Work item: In the records below, tally every line containing "shirt". Report only the total.

Records shown:
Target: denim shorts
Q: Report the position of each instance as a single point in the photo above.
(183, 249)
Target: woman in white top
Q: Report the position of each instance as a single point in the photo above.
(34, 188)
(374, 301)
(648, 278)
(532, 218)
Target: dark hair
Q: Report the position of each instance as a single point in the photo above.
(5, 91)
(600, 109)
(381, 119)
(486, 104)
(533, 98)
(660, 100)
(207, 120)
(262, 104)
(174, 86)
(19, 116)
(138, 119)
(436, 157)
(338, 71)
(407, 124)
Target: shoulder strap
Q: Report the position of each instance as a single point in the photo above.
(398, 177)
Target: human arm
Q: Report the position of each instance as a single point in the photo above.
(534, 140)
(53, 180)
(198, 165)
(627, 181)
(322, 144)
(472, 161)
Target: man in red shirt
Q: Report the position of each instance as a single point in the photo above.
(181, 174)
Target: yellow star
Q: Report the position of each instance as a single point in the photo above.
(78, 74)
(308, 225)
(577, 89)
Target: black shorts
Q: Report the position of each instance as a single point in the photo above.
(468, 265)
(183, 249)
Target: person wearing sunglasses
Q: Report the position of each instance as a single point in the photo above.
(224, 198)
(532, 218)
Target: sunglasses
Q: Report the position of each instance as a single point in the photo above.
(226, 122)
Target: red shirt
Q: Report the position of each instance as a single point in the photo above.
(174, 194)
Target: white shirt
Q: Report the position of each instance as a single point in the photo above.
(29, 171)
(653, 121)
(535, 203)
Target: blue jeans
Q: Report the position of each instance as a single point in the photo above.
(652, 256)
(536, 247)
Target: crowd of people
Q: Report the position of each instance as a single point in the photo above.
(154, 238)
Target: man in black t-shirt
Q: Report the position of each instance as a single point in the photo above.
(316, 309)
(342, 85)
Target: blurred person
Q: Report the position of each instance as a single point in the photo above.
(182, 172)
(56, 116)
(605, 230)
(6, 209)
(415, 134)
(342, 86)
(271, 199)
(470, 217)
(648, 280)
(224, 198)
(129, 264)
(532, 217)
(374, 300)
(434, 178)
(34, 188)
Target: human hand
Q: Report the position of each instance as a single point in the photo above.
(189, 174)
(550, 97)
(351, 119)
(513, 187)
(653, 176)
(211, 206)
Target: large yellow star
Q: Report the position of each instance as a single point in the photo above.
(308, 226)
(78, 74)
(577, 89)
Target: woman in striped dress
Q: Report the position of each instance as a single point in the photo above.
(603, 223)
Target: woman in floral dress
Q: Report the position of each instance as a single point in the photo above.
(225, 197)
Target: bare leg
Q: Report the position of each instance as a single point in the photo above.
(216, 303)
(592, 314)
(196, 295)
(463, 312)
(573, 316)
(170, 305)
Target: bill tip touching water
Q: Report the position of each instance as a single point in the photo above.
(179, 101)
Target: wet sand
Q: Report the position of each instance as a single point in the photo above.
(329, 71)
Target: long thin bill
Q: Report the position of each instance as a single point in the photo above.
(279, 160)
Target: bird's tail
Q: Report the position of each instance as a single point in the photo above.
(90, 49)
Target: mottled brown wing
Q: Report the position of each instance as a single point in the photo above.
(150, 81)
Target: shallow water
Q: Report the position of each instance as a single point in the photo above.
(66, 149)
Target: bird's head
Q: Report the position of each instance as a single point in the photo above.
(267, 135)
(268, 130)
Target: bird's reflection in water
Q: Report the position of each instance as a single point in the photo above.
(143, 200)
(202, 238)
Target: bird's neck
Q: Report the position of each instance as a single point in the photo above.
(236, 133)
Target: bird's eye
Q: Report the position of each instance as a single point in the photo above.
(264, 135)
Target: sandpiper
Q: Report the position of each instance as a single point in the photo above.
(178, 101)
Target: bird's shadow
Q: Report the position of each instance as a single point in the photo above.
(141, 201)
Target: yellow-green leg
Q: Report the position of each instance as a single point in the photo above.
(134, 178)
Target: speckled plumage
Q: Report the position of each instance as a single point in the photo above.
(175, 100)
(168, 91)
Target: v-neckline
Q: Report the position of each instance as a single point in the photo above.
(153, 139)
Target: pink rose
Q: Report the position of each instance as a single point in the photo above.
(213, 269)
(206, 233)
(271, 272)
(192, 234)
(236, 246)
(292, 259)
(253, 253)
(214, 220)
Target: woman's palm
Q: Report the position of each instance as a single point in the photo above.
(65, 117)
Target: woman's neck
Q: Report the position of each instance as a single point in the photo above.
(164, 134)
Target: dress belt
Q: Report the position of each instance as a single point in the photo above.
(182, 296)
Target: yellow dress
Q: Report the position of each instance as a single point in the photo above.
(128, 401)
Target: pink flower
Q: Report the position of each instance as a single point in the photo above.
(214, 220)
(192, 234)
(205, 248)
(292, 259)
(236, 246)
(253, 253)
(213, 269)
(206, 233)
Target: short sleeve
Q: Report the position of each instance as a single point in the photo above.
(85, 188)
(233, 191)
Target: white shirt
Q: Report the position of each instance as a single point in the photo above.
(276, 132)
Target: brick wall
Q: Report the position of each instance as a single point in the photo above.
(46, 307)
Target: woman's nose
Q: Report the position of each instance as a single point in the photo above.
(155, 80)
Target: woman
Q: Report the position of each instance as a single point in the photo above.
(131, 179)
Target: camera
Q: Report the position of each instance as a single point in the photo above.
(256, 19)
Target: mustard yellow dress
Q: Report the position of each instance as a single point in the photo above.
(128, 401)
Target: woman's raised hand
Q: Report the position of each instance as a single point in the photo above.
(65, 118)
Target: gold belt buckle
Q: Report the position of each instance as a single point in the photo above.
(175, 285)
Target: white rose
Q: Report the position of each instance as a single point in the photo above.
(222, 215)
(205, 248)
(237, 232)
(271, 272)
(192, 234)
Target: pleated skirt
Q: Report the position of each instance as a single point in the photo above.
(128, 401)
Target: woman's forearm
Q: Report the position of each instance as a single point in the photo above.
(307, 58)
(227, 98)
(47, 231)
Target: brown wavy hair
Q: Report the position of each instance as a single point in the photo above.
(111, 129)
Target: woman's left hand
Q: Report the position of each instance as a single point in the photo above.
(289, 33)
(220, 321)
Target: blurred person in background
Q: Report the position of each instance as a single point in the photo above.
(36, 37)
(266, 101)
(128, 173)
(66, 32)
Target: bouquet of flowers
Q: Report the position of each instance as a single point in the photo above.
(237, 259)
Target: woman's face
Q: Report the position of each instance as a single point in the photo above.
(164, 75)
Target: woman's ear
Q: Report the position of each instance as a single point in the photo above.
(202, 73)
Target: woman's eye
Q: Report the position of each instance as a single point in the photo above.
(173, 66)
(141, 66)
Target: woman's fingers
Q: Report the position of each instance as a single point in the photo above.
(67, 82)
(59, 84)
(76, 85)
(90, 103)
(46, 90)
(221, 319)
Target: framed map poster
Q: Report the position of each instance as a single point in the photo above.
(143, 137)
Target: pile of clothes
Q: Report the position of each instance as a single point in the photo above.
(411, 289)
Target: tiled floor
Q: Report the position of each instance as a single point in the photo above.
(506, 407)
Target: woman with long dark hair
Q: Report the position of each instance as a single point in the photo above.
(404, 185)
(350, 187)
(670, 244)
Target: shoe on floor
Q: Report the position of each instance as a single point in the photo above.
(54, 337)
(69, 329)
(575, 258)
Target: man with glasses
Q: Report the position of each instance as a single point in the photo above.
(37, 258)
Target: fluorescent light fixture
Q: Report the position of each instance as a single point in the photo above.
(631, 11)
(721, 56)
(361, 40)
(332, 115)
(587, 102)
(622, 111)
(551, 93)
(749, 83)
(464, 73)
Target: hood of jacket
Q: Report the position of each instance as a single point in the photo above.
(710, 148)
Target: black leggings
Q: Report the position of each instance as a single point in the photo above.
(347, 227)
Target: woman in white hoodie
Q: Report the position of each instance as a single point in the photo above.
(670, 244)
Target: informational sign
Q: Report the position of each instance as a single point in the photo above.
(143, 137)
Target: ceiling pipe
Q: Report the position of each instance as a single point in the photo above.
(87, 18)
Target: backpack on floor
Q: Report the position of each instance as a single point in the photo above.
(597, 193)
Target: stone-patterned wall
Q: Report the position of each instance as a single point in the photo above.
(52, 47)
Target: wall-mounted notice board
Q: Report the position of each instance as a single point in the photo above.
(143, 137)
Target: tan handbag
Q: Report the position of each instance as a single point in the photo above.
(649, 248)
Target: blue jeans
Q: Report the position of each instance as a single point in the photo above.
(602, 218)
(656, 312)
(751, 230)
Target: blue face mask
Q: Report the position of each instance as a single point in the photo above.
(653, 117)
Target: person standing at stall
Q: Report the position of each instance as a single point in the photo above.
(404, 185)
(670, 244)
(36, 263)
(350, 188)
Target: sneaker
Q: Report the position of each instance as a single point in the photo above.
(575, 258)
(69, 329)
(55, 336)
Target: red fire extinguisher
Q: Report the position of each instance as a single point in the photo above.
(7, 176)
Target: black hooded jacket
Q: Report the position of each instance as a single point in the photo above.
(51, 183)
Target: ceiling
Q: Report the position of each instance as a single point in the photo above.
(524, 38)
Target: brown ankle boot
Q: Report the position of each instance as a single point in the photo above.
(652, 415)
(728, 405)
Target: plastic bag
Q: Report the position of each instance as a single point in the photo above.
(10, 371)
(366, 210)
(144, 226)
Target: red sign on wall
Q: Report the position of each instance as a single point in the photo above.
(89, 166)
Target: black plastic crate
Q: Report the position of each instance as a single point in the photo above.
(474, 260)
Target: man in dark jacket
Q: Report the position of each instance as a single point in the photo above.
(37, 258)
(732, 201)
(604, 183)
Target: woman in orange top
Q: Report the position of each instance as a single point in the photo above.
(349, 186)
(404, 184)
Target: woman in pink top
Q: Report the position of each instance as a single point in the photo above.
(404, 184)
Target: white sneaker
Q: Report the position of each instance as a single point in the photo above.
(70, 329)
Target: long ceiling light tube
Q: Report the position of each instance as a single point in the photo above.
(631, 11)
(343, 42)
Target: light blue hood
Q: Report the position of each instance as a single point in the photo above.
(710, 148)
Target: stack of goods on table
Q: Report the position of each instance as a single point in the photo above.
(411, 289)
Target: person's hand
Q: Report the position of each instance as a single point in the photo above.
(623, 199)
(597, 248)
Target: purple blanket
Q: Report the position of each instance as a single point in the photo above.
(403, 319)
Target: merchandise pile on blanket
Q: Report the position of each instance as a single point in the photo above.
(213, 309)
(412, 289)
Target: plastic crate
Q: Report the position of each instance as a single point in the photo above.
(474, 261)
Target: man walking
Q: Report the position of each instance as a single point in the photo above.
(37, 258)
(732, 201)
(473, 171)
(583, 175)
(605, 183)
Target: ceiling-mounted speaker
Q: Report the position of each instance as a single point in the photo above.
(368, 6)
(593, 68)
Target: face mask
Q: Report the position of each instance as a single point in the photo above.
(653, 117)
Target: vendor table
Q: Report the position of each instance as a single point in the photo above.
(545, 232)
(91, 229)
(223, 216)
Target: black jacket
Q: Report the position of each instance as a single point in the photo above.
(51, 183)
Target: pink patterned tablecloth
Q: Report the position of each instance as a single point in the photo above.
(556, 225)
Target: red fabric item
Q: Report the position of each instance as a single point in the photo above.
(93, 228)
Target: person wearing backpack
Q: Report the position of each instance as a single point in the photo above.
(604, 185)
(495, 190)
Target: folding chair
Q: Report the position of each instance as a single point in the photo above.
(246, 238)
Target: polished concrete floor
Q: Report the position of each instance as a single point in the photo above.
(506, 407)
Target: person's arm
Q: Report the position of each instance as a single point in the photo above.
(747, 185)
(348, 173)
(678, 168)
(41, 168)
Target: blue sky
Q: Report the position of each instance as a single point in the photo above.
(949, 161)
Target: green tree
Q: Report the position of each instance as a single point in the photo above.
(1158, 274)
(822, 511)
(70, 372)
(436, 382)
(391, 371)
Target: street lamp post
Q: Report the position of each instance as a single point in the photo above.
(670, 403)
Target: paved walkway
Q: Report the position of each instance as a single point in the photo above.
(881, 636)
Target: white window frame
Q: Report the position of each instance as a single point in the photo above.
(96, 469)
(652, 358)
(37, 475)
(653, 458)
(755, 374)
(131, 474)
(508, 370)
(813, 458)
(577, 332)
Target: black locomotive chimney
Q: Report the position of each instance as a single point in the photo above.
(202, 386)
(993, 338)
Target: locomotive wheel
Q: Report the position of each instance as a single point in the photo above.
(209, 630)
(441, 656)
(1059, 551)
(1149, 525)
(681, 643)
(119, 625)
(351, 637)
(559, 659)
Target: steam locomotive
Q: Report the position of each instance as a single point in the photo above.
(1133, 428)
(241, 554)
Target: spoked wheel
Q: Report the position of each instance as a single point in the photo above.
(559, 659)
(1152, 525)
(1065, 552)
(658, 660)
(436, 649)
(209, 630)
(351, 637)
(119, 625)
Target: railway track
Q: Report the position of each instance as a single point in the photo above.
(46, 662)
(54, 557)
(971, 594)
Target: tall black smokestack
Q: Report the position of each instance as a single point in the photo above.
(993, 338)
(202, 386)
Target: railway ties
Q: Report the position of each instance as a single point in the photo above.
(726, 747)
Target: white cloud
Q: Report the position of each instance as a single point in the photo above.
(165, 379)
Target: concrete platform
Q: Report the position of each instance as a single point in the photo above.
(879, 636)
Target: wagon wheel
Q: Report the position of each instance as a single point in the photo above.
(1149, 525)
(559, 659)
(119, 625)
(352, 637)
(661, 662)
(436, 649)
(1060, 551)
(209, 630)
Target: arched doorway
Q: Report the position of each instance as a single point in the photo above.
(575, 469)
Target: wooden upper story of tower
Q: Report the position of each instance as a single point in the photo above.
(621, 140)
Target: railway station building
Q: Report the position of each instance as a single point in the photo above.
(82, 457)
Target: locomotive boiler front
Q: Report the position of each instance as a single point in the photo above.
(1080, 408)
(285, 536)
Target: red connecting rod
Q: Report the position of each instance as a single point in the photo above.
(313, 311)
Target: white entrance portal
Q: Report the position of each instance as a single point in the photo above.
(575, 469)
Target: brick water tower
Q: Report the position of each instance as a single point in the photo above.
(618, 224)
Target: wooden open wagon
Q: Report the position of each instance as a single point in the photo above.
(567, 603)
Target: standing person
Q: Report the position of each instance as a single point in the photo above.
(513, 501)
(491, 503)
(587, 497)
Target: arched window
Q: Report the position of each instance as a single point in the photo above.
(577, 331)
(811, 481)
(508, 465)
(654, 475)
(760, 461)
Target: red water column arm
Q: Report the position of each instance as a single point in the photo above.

Task answer: 5